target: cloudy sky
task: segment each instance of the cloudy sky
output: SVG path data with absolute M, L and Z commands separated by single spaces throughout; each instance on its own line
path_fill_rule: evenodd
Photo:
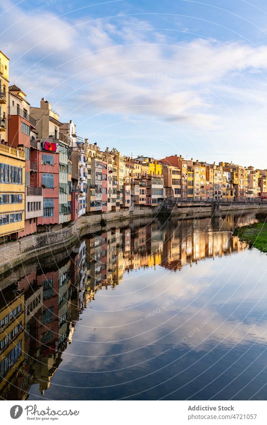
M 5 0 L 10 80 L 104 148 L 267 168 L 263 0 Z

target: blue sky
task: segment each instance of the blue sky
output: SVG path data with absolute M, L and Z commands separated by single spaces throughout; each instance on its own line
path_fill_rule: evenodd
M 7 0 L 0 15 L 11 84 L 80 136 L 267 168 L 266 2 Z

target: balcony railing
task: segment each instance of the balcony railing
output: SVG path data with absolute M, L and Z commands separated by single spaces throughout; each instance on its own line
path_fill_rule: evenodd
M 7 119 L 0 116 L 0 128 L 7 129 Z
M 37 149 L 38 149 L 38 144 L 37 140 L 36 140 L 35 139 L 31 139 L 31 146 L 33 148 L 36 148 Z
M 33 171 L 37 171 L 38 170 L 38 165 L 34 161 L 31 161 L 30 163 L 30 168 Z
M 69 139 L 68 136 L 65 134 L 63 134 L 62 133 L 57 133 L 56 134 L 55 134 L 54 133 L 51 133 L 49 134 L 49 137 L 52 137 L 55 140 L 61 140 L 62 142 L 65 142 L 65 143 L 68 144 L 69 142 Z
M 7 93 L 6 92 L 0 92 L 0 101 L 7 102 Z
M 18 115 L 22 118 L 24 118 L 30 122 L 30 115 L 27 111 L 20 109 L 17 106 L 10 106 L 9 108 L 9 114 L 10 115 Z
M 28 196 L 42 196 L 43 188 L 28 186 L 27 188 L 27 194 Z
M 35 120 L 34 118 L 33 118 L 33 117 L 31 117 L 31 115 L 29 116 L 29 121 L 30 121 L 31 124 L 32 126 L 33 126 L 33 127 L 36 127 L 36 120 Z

======

Task: Copy all of the records above line for line, without changing anything, but leave out the pictures.

Response to this task:
target: cloudy sky
task: segment each instance of the cloudy sky
output: SVG path data with absolute M, L and Z commands separated by single spaces throughout; each instance on its own line
path_fill_rule: evenodd
Photo:
M 5 0 L 10 80 L 104 148 L 267 168 L 263 0 Z

target: blue sky
task: segment each instance of the blue sky
output: SVG path data with absolute M, L and Z commands separated by single spaces throughout; each instance on its own line
path_fill_rule: evenodd
M 7 0 L 0 15 L 11 84 L 80 136 L 267 168 L 266 2 Z

target: balcony railing
task: segment each instance of the balcony railing
output: SVG path data with absolute M, L and Z commands separated by single spaces throughout; each instance on its own line
path_fill_rule: evenodd
M 7 119 L 0 116 L 0 128 L 7 129 Z
M 37 149 L 38 149 L 38 144 L 37 140 L 36 140 L 35 139 L 31 139 L 31 146 L 33 148 L 36 148 Z
M 33 171 L 37 171 L 38 170 L 38 165 L 34 161 L 31 161 L 30 163 L 30 168 Z
M 69 139 L 68 136 L 65 134 L 63 134 L 62 133 L 57 133 L 56 134 L 55 134 L 54 133 L 51 133 L 49 134 L 49 137 L 52 137 L 55 140 L 61 140 L 62 142 L 65 142 L 65 143 L 68 144 L 69 142 Z
M 7 93 L 6 92 L 0 92 L 0 101 L 7 102 Z
M 18 115 L 22 118 L 24 118 L 30 122 L 30 115 L 27 111 L 20 109 L 17 106 L 10 106 L 9 108 L 9 114 L 10 115 Z
M 28 196 L 42 196 L 43 188 L 28 186 L 27 188 L 27 194 Z
M 35 120 L 34 118 L 33 118 L 33 117 L 31 117 L 31 115 L 29 116 L 29 121 L 30 121 L 31 124 L 32 126 L 33 126 L 33 127 L 36 127 L 36 120 Z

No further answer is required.